**PAGE TEXT**
■ ■ ■ ■ ■ ■ ■

What do microplastics do in our body?

More research into the effects of microplastics on health

Een plastic zakje drijft in het water

On Monday 11 January 2021, the knowledge agenda Microplastics and Health was presented to the State Secretary for Infrastructure and Water Management, Stientje van Veldhoven. This knowledge agenda describes the most important knowledge gaps and calls for more research. ZonMw, together with other research funding bodies, has made an important first step in the right direction for further solution-focussed research.

On behalf of the Ministry of Infrastructure and Water Management, ZonMw carried out a foresight study into the need for knowledge about microplastics and health. This has resulted in the knowledge agenda What do micro-plastics do in our body?. This knowledge agenda was produced in collaboration with various relevant parties: researchers, companies, policymakers, NGOs and other stakeholders.

Knowledge agenda’s recommendations

The Netherlands is one of the first countries in the world to have funded research into the health effects of microplastics. This is a good first step, but further research is desperately needed. The knowledge agenda clearly recommends further research. Fundamental research remains important and must also be expanded with research into exposure. The research infrastructure must be safeguarded and collaboration within the research is crucial, with a special focus on implementing the results in practice. Many parties have a considerable need for this knowledge, such as parties that produce and process plastics and are striving to achieve a circular economy, but also organisations responsible for water, air and food quality

If we know what is actually absorbed in the body and what the effects are, we can work with the industry to find solutions to prevent exposure.

■ ■ ■ ■ ■ ■ ■

**RAW DATA**
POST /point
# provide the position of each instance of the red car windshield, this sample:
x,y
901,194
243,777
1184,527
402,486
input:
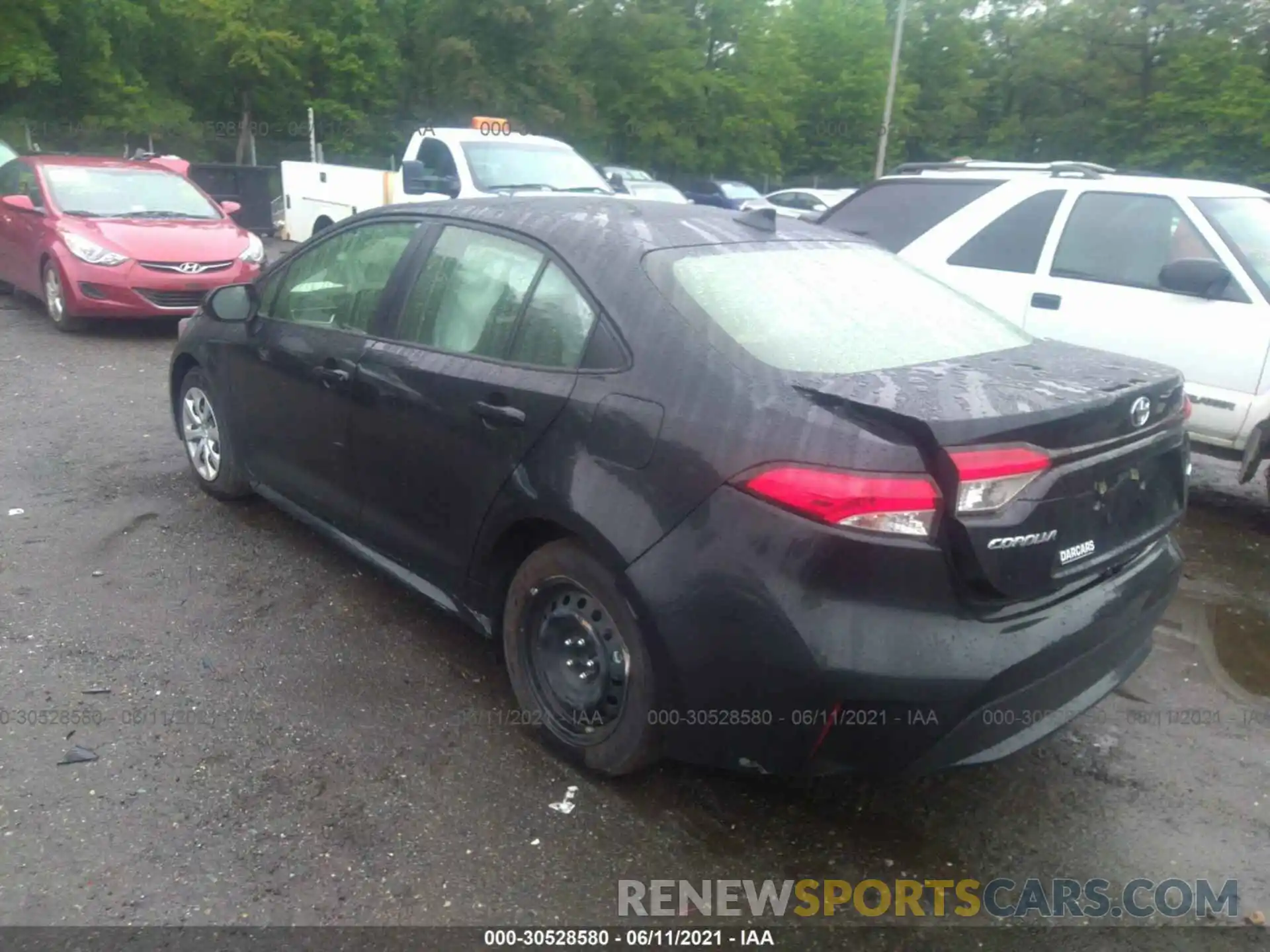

■ ■ ■ ■ ■ ■ ■

According to the page on microplastics and health, why is it worthwhile to learn what is actually absorbed in the body and what the effects are? Answer in one to three sentences.

Knowing what is actually absorbed in the body and what the effects are would make it possible to work with the industry to find solutions that prevent exposure.